Yazı:

________________

8 Kasım 2010 Pazartesi

NEŞELİ GÜNLER-2010 Versiyonu

Dün sanki üç ergenli bir aile gibiydik. Ne biz ondan, ne de o bizden farklı duruyordu. Buruk bir anma töreniyle gelişinin birinci ve sonuncu haftasını kutladık. Kahvaltıda sucuk eşliğinde, gidince onu çok özleyeceğimizi söylediğimde, "ben de" dedi ve benim ilk göz yaşım huzurlara çıktı. Çarşamba sabahını geçtim (yani aslında başa çıkma yolunu arıyorum), Salı gecesi "bu son yatışımız, bu son iyi geceler deyişi, bu son yarın görüşürüz deyişi, valiz de toplandı..." cümleleriyle uykuya nasıl geçeceğimi falan düşünmeye, yani kafayı yemeye başladım :)

İsim, şehir, futbol takımı oyunu dışında diyalog kuramayan oğlum bile "çok alıştık ya", kızım "keşke kalabilse", eşim "kerata gidince boşluk olacak" deyip duruyorlar. Hadi ben, çocukların bize iki günlüğüne yatıya gelen arkadaşlarına bile alışıp bir hoş olurum da, aile efradımın da duygu yapmaya başlaması, bir anlamda beni rahatlatıyor. Çünkü abarttığımı düşünmeye başlamıştım (şunları yazarken bile yutkuna yutkuna yazıyorum).
Havayı dağıt Mügeee...

________________

Konum etiketleme veri kümesinden alıntılar
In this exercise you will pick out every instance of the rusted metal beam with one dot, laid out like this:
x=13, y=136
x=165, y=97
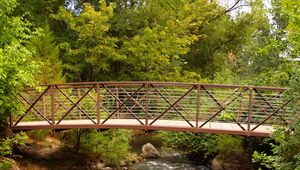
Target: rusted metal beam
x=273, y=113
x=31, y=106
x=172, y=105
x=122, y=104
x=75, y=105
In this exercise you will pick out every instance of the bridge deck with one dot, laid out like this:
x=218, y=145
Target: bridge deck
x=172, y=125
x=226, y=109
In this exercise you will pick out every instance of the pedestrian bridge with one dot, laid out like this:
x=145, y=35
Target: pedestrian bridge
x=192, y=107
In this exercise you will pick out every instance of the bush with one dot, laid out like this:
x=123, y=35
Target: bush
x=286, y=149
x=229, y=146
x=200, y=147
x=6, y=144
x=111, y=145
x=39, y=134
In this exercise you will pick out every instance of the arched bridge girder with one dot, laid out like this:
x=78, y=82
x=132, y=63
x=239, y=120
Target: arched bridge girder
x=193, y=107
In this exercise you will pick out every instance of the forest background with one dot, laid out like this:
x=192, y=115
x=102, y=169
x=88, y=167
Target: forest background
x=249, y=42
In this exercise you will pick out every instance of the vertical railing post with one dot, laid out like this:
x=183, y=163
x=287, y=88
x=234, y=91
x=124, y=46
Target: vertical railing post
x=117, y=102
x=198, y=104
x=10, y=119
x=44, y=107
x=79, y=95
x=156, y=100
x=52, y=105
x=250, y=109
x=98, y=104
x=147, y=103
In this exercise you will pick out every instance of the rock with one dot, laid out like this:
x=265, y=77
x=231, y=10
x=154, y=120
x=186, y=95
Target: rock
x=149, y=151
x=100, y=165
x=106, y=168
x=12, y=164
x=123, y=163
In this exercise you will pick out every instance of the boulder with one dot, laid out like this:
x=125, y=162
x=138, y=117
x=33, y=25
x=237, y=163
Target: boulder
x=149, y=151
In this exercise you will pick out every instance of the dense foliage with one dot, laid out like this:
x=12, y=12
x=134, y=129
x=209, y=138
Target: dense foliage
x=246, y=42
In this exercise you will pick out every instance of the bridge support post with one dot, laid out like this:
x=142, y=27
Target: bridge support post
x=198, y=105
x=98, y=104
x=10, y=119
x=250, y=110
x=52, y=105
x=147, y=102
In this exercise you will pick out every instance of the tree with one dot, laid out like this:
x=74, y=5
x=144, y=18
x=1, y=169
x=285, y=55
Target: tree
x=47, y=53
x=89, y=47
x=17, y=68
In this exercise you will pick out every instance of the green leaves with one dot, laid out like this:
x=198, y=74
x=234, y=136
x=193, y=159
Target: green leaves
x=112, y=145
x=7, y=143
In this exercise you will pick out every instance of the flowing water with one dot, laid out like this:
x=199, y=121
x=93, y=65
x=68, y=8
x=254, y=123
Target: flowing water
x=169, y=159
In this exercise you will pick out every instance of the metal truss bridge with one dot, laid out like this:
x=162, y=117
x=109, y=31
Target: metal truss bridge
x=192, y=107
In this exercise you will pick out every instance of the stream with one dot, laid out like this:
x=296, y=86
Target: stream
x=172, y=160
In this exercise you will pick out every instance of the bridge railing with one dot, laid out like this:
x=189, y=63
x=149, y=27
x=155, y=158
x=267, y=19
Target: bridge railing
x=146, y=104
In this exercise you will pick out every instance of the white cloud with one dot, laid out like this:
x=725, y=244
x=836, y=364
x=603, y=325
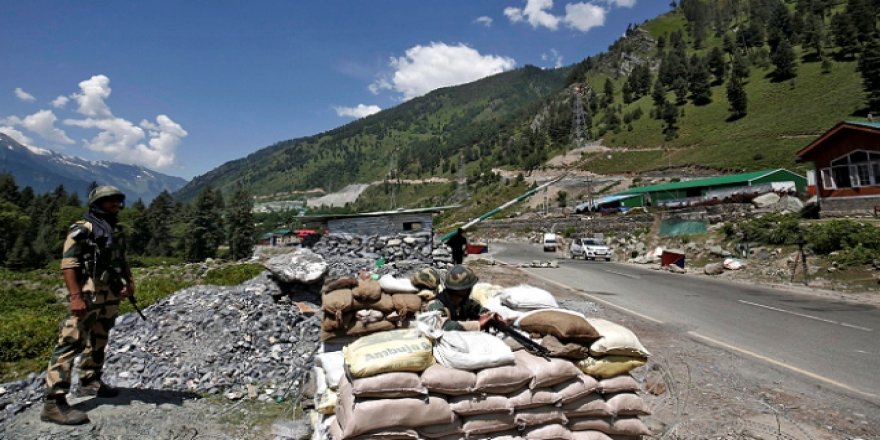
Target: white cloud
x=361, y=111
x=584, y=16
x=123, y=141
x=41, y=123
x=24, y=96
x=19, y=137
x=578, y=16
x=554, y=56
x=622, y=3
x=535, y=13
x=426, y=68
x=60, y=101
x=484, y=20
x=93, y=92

________________

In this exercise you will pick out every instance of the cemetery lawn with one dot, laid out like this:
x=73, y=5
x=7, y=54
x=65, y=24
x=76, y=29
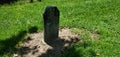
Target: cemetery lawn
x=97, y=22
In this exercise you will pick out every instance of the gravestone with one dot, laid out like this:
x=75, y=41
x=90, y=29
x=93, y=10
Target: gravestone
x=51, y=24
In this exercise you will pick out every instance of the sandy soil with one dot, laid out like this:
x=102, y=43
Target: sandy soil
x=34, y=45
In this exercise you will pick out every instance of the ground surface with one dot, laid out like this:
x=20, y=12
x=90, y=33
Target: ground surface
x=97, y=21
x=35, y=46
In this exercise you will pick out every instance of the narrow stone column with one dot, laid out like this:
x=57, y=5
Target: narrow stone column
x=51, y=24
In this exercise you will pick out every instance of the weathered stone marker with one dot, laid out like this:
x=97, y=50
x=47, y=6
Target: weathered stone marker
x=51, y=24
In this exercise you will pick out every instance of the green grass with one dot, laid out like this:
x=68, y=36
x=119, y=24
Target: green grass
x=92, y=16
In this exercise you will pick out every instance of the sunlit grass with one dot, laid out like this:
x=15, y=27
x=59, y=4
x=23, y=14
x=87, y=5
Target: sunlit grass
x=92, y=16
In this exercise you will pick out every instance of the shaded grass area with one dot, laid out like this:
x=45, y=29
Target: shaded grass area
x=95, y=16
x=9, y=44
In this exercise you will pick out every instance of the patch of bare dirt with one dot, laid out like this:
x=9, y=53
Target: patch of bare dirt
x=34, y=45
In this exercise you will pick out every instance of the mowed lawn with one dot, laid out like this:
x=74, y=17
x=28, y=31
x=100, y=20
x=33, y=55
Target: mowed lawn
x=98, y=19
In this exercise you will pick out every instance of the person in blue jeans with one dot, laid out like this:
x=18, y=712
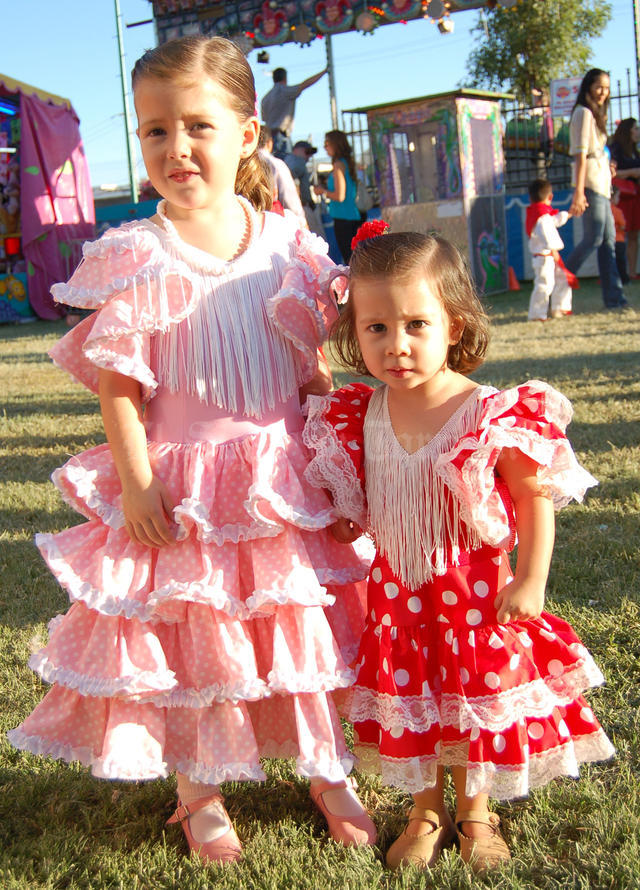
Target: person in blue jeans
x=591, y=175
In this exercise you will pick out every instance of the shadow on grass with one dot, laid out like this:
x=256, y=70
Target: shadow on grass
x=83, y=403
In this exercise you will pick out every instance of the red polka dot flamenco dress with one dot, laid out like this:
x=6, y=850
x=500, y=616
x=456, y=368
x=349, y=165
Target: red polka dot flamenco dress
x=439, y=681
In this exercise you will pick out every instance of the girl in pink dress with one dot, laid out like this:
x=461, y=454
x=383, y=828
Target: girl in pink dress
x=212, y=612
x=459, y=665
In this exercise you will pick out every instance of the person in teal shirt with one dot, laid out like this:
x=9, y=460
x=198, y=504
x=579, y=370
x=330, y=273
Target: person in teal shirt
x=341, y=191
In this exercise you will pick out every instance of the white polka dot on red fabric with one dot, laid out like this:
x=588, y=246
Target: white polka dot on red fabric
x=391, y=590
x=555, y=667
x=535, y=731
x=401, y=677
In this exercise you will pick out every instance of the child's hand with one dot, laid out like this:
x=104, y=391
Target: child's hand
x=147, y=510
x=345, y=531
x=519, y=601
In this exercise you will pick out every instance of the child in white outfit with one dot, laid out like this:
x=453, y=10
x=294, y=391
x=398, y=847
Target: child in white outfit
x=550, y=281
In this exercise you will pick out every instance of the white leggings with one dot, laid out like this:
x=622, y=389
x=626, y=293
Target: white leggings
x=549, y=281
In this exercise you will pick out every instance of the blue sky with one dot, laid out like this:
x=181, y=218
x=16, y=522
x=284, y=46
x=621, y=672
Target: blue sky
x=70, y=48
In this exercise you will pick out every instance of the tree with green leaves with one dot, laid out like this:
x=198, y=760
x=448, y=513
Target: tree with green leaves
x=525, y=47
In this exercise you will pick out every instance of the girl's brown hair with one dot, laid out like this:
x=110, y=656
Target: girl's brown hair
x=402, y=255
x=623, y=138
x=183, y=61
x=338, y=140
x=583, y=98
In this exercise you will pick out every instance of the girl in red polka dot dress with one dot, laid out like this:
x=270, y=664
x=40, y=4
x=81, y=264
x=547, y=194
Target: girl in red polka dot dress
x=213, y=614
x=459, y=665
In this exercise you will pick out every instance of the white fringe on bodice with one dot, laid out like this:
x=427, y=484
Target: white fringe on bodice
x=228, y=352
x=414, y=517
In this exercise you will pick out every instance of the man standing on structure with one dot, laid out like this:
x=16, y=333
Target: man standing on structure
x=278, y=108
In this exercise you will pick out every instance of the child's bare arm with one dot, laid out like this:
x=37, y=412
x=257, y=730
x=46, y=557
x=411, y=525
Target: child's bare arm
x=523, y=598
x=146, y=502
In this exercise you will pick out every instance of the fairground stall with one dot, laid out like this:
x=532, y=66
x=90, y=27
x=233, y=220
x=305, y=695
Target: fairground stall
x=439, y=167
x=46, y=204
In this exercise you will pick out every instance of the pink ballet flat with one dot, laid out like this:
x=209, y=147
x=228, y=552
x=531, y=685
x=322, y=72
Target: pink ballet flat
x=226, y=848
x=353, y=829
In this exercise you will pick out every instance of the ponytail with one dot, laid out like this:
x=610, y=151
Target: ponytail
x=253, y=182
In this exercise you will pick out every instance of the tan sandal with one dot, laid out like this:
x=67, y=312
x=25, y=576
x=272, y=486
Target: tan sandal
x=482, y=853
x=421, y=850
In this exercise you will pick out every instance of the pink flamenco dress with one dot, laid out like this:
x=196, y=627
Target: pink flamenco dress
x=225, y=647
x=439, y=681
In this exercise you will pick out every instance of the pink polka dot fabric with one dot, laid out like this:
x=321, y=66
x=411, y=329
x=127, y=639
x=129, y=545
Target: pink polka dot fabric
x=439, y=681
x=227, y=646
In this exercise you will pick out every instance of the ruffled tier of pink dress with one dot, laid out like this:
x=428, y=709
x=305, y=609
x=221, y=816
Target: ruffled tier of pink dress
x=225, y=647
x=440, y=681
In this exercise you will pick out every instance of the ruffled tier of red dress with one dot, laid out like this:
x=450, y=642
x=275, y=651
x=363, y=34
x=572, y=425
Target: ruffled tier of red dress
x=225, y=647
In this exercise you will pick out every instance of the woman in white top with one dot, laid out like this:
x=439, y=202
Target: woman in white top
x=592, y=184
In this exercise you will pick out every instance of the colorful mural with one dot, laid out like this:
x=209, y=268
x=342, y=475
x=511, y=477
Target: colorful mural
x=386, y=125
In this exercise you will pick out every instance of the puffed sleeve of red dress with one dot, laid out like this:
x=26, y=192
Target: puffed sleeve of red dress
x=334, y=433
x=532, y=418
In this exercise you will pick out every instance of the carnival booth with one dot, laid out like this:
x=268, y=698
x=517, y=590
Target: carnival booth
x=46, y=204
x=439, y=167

________________

Bir haftalık misafirin gidişine hazırlanan aileyi anlatan yazıyı, son cümlesinden sonra sürdür.

Görev çıktısı:
Tire'de çok bilinen bir restoran vardır. Dağda ormanın içinde, kırmızı, yeşil, sarı yapraklarla sonbaharın en güzel manzaralarına sahip bir yer. Yerleşim olarak tepede, uçaktan bakar gibi bir yükseklikte. Bir başka frenki ağırlayan arkadaşımız ve ailesi ile birlikte oraya gittik. Yaklaşık 1.5 saatlik bir yolculuktu.Çeşit çeşit otlarla yapılan Ege yemekleriyle ve Tire köftesi ile meşhurdur bu restoran. Frenkimiz otlara pek ilgi göstermediyse de, azıcık tattı. Diğer frenk de fena yemiyordu hani. Onun tipine baktım da, sapsarı saç, mavi gözler, açık ten... Ayy bana yumurta gibi geldi.. I ıhh sevmedim. Döndüm bizim frenke baktım; elâ göz, kumral saç, buğdayımsı bir ten. Ayy bayıldımm... Kuzguna yavrusu bir şey gelirmiş denirdi de, unuttum şimdi.
İki frenk, iki Türk genç kız olunca muhabbet ettiler bol bol. Fotoğraflar çektiler. Dönüş yolunda oğlum öne oturmak isteyince, ben de kızlarımla arkaya oturdum. Frenk ortada. Elinde mp3. Bir bana bir kızıma tek kulaklığı verip, "bu şarkıyı biliyor musunuz, ya da bakın ne hoş bir şarkı, veya bu bilmem ne filminin film müziği.." diye dinletti. Anne babasının sevdiği şarkıyı dinletti (hani yani aşklarının şarkısı babında). Eskilerden diye bana bir de Charles Aznavour'dan bir parça dinletti. Tevellüt malum :)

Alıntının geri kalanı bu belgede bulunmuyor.